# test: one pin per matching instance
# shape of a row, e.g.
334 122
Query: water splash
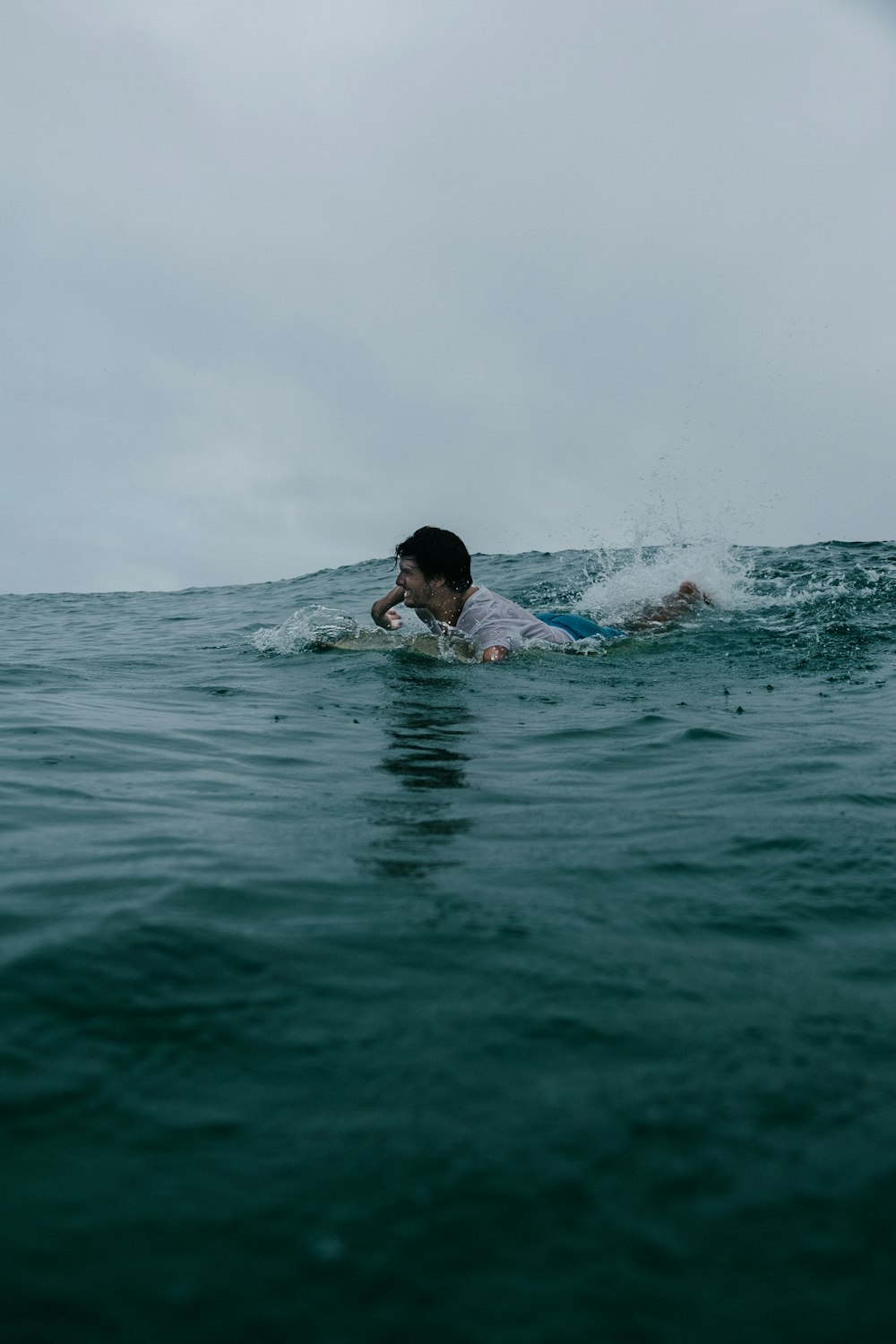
308 628
641 575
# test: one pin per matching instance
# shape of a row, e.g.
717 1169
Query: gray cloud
284 282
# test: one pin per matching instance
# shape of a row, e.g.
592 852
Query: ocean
358 994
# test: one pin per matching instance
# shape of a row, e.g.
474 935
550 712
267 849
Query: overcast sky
285 280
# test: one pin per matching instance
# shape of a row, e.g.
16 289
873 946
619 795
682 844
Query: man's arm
383 613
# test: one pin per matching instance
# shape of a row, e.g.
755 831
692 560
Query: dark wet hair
440 556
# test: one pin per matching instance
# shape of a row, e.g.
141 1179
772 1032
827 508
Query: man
435 580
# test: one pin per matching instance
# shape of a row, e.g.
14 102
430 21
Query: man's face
418 589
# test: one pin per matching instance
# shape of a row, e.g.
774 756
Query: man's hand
383 610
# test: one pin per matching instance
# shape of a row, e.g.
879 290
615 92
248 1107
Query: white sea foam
634 578
306 628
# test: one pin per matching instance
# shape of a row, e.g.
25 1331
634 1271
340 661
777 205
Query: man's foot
672 607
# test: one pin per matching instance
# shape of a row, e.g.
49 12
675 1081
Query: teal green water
357 995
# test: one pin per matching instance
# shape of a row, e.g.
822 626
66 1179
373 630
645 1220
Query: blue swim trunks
579 626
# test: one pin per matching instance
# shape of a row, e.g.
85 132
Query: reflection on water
425 741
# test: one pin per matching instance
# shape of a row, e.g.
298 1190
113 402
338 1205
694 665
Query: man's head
440 556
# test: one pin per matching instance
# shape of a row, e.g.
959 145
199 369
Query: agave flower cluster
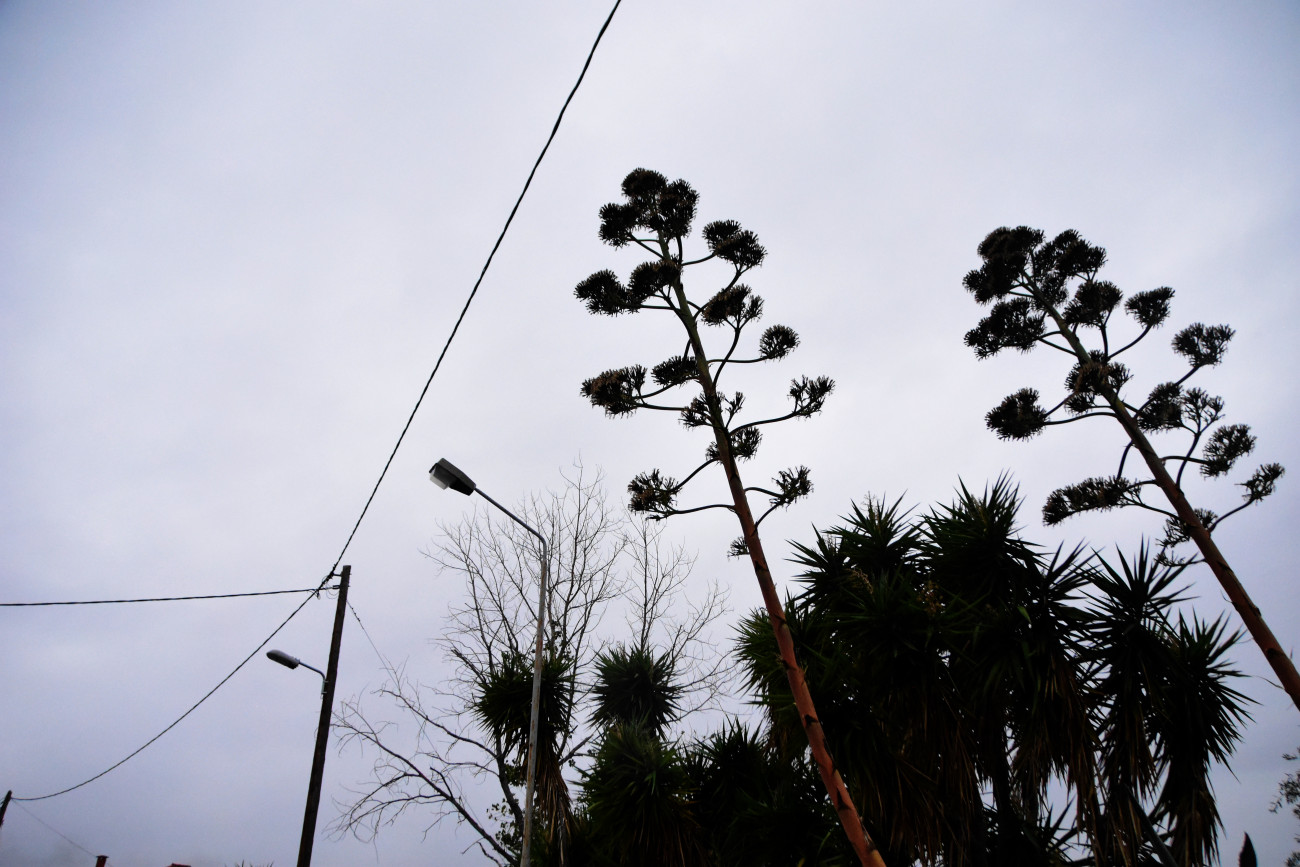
1048 293
657 216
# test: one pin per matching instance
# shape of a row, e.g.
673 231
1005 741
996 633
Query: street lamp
446 475
294 662
328 679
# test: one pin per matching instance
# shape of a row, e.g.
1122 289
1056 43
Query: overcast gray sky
233 238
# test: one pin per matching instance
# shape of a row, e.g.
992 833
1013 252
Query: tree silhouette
1047 291
976 677
657 216
450 749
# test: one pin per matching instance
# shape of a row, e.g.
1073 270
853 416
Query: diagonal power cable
473 291
113 602
477 284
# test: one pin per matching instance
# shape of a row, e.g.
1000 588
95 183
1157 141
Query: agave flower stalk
657 217
1030 282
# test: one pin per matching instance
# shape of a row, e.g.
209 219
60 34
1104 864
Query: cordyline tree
1047 291
657 216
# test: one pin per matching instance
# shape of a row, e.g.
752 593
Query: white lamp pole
445 475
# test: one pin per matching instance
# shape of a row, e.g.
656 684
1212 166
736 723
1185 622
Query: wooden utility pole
313 789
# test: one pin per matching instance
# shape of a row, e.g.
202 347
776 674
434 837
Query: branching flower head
650 278
1203 345
605 294
1262 482
1087 381
744 445
616 391
1005 254
778 342
731 243
1226 445
675 371
1010 324
735 304
1092 303
810 394
1151 308
1164 408
1018 416
653 493
1091 494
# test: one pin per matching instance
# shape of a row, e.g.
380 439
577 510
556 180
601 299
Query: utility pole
313 789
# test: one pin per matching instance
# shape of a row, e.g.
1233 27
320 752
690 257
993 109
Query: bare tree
434 750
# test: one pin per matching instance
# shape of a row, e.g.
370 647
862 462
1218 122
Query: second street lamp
446 475
329 676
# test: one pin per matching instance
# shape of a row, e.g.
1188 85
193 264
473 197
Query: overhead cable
109 602
195 706
477 282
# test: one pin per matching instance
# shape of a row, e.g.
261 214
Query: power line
108 602
52 829
195 706
424 391
382 659
477 282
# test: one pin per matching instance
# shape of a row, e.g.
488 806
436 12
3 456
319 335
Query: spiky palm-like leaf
635 686
638 802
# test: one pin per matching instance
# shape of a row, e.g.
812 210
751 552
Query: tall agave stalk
657 216
1030 280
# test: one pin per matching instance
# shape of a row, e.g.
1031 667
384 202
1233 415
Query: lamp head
284 659
445 475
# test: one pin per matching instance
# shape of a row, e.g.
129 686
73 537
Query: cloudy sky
233 238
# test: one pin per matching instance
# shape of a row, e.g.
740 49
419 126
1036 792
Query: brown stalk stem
1282 664
835 787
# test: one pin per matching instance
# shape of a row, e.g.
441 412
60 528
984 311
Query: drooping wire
195 706
108 602
477 284
384 660
473 291
53 829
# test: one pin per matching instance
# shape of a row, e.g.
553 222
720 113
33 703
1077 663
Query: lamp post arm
313 668
531 780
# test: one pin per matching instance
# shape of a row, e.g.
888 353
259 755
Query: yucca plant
657 217
503 705
970 670
1048 293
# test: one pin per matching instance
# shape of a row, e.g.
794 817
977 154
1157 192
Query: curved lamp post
445 475
328 679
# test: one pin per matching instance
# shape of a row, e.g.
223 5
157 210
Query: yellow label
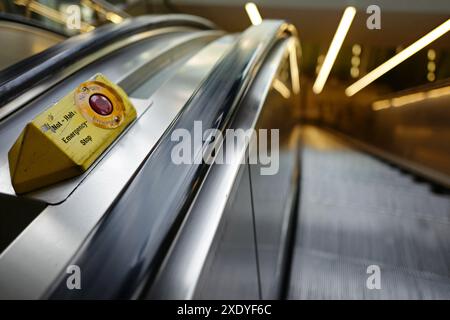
68 137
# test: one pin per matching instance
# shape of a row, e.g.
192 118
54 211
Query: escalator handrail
26 74
14 18
214 103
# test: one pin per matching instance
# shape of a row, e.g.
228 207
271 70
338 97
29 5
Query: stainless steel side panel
31 263
120 68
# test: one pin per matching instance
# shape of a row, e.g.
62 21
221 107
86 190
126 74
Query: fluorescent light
295 77
410 98
398 58
380 105
333 51
253 13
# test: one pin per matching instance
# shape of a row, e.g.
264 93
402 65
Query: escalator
357 211
304 221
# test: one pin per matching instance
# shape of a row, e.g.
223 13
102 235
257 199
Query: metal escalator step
356 211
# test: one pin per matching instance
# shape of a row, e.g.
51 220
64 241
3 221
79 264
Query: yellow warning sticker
64 140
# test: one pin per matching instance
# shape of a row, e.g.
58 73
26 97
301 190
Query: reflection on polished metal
253 13
24 41
65 139
120 69
181 270
411 98
60 230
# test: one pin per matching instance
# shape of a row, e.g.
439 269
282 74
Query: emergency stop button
100 104
64 140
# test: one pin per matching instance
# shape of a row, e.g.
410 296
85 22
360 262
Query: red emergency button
100 104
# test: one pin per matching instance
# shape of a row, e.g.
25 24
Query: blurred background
368 115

[Set problem] Which lines of the records contain the word "utility"? List each of them in full.

[Exercise response]
Query: wooden utility pole
Query: utility pole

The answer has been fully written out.